Reproduce the material below in full, replacing every occurrence of "pixel coordinates" with "pixel positions" and leaving all other text unchanged. Omit the pictures.

— Start —

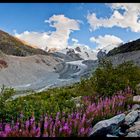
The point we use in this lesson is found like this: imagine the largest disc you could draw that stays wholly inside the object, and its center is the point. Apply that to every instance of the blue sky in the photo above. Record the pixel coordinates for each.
(92, 31)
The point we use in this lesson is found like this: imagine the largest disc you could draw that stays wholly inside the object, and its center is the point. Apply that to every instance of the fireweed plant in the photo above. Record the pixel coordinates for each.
(78, 123)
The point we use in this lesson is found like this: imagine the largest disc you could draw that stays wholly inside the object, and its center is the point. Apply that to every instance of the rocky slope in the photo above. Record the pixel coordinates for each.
(38, 70)
(124, 48)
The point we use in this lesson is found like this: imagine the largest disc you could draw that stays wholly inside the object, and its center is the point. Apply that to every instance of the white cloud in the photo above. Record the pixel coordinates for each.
(34, 38)
(57, 39)
(106, 42)
(74, 40)
(129, 19)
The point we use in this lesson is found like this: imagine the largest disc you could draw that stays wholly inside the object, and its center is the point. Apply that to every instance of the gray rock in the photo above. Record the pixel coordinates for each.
(132, 134)
(131, 117)
(136, 98)
(137, 123)
(135, 107)
(108, 126)
(109, 135)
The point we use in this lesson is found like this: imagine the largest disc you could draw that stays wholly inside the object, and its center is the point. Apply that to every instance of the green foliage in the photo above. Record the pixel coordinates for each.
(108, 79)
(5, 94)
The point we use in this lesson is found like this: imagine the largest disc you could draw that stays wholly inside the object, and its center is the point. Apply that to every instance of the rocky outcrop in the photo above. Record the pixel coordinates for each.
(131, 117)
(136, 98)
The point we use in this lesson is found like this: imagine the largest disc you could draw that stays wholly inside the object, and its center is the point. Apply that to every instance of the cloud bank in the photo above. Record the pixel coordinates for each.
(130, 18)
(106, 42)
(56, 39)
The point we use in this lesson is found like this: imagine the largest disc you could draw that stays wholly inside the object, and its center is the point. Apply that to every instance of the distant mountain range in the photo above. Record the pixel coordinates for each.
(124, 48)
(39, 69)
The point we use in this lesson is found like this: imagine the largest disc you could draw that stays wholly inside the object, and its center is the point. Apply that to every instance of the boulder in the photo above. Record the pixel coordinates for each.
(108, 126)
(136, 98)
(137, 123)
(135, 107)
(131, 117)
(134, 128)
(132, 134)
(109, 135)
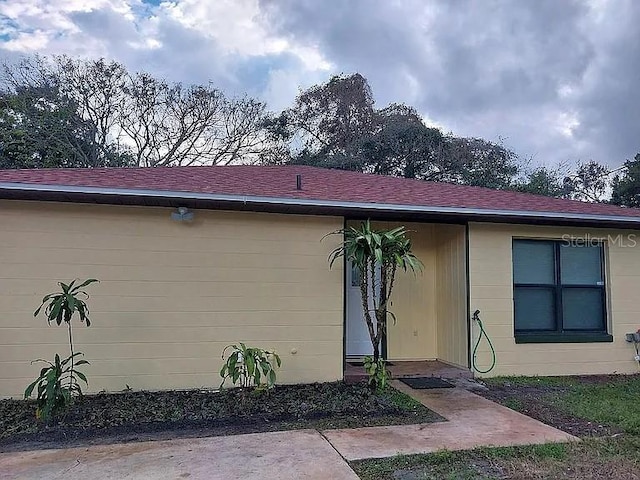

— End —

_Result of this exercise:_
The point we use in this lesson is found like this: imagine the largest disc you could draw that stays wholly inside the object, and its center is the point. Apply that to every instance of the blue sky in the photo above. Record the pixel positions for each.
(92, 31)
The point we use in this lesson is found like this: imagine the largest disc you could draw that stays wholly inside the object, and its center is the point. Apply that to every instance of the fireweed plant in the photo above. Record the pixel positions for each.
(78, 123)
The point we use in this lesson is found like this: imagine the largest disc you could draw that stays wholly inside the object, and its center is the point. Apply that to every instance of the rocky slope in the photo above. Record the pixel positions for each.
(38, 70)
(124, 48)
The point we use in this lesson is found like this: imagine the largest disc you could draw that stays wholly inside the object, and its center is the point. Apply that to every instance of the white cloud in the photo above. Record the pixel positions for each.
(34, 38)
(57, 39)
(106, 42)
(74, 40)
(129, 19)
The point we use in this lesson is found like this: imagine the largest disc you could draw that stays wholly inside the object, and its center is the point. Apply that to every instance of the gray rock in the photo above. Record the pixel positions for each.
(132, 134)
(131, 117)
(136, 98)
(137, 123)
(135, 107)
(108, 126)
(109, 135)
The point we use in this lesson is found like this: imagine the largest disc you could draw that stays wholly inside the object, and its center is the point. Apply that to every instance of the green foliage in the photo above. Record the pixel positions for each.
(108, 79)
(5, 94)
The point we use in this lesson is found like this: imagine the largest disc you could draw that stays wholly inside the object, and its center is the point. Apply that to every instance of the rocky outcrop in the photo above. Record the pixel positions for each.
(131, 117)
(136, 98)
The point we use in this lesson is found like this: imagine the largest disc you could draw that stays wholly inside the object, and its center is the point. Apply that to every instance of the cloud bank in the photo above. Record the pixel positions for each.
(130, 18)
(106, 42)
(56, 39)
The point we use in this lesson is found like this: imagine the largest disc you could draw that stays wholly inside the object, and its center is the point. Apply that to every instance of the distant mountain range in the photo above. Record the pixel positions for each.
(124, 48)
(39, 69)
The point we use in this lesson is found like this: imagine the largest disc you could draw that stays wholly inside the object, and its center is the point. Apply that to every instance of the boulder in the photo above. Record the pixel positions for each.
(108, 126)
(136, 98)
(137, 123)
(135, 107)
(131, 117)
(134, 128)
(132, 134)
(109, 135)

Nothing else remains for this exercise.